*Task:*
Each line of the material below should be reproduced exactly.

(Object point labels)
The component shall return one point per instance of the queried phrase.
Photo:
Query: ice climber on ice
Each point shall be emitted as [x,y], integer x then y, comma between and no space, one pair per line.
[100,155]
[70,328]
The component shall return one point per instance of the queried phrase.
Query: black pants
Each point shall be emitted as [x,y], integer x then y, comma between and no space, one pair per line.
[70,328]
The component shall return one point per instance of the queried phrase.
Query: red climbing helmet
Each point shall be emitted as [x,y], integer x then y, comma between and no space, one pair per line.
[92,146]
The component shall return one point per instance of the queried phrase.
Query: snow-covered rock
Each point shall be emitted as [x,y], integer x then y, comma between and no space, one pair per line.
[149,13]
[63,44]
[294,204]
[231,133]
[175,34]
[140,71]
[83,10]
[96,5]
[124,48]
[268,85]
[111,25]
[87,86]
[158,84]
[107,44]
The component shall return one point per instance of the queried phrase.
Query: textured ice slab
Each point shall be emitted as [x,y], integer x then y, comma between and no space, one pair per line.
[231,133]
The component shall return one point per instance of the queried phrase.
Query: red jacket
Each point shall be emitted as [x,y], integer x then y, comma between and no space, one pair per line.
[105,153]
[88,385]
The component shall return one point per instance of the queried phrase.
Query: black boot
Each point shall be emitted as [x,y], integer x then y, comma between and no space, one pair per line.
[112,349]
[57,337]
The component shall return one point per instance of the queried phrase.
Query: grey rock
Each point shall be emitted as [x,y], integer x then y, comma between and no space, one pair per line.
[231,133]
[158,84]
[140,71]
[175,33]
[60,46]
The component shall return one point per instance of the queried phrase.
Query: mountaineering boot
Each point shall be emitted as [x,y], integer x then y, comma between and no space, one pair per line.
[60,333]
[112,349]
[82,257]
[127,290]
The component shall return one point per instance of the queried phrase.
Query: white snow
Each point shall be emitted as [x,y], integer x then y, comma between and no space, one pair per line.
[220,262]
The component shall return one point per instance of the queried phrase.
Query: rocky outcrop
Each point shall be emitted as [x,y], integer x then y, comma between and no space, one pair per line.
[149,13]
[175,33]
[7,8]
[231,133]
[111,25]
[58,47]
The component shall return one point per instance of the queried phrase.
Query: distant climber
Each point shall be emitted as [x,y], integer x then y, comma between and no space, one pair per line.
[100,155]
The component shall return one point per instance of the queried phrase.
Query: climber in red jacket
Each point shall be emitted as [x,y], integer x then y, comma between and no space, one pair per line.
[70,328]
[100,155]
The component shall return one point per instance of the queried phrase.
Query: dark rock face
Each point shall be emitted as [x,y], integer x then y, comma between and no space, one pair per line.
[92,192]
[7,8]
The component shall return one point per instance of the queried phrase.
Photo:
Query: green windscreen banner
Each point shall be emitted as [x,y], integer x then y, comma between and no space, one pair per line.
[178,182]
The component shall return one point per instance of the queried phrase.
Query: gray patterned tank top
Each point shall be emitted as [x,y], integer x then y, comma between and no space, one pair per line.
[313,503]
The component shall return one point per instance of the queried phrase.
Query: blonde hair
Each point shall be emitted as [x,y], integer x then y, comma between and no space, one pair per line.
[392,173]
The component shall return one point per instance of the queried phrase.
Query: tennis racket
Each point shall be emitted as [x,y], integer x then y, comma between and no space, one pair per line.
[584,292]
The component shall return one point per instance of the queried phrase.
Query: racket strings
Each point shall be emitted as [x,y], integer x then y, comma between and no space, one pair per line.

*Task result:*
The component shall return one point per instance of the queried phrase.
Photo:
Query: ice climber on ice
Each point shall be emitted as [x,y], integer x then y, comma between and no space, one pair per line.
[100,155]
[70,328]
The component shall return one point per instance of the queried phrase.
Query: black pants
Each point shall be emitted as [x,y], integer x then y, comma between and no space, one pair per line.
[70,328]
The component shall return one point per instance of the queried phrase.
Query: red climbing helmet
Each point shall be emitted as [x,y], integer x then y, comma between and no space, one pair per line.
[92,146]
The component shall return one point per instance of the queried phrase.
Query: snow-covered rock
Each point shall be emitted as [x,y], integer x then y, comma between and no space, one pair per line.
[149,13]
[63,44]
[294,204]
[231,133]
[175,34]
[140,71]
[83,10]
[96,5]
[124,48]
[268,85]
[111,25]
[87,86]
[158,84]
[107,44]
The component shall return one point per instance of the queried phrase.
Query: textured ice slab
Each point shall be emitted as [x,y], integer x then y, comma between and no space, one pair per line.
[231,133]
The component shall return one point per instance of the queried phrase.
Query: red jacket
Each point shall be emitted as [x,y], integer x then y, comma between and no space, one pair per line.
[105,153]
[88,385]
The component shall return one point per instance of the queried phrase.
Query: black boot
Each point shall be emitted as [x,y], integer x then y, comma between and no space, one pair per line.
[112,349]
[57,337]
The component shall return one point per instance of the queried phrase.
Query: grey rock
Each point shall be emitted as [x,y], integer x then y, comma between and no space, one pair per line.
[231,133]
[158,84]
[140,71]
[175,33]
[60,46]
The component shall return one point per instance of the queried phrase.
Query: mountaineering boot
Each point shall be emitted as [x,y], integer x then y, comma between and no space, one pair per line.
[60,333]
[112,349]
[82,257]
[127,290]
The component shall return one point per instance of the queried phrase.
Query: white snow
Each point shall be emitted as [x,y], integer x then y, comma between and no space, one pair per line.
[220,262]
The component shall return one point per instance of the queried phrase.
Query: rocky outcrop
Each point shall be emitted as [x,y], integer x then y, comma between and no space, one pair per line.
[149,13]
[175,33]
[7,8]
[231,133]
[111,25]
[58,47]
The component shall return one point per instance of the queried phrase.
Query: distant climber
Each point shall be emitted as [x,y], integer x then y, comma between and no space, one pair per line.
[100,155]
The component shall return one point per instance of the queried phrase.
Query: climber in red jacket
Each point shall be emitted as [x,y], integer x then y, comma between and no space, one pair per line.
[70,328]
[100,155]
The component shall return one point per instance of the queried phrase.
Query: dark rock face
Each point shall be emitted as [x,y], integer x then y, comma between and no space, one pair per line.
[92,192]
[7,8]
The component shall return one point per instance of the queried phrase.
Photo:
Query: green windscreen banner
Each point shall be emitted as [x,y], integer x then y, comma between and no space, one pair per line.
[178,182]
The component shall return one point per instance of the queried phrase.
Query: gray patterned tank top
Each point shall be emitted as [x,y], integer x then y, comma between and no space, one pair per line.
[313,503]
The component shall return one point per instance of the queried phrase.
Query: blonde hair
Each point shall be emitted as [x,y], integer x then y, comma between and no space, one pair per line.
[392,173]
The component shall return one point per instance of the queried phrase.
Query: tennis racket
Each point shall be emitted as [x,y], integer x then y, comma between and no space, one pair per line.
[584,292]
The component shall return one point per instance of the queried phrase.
Query: racket strings
Each point shall be emitted as [x,y], integer x then y, comma between and no space, one pair per line.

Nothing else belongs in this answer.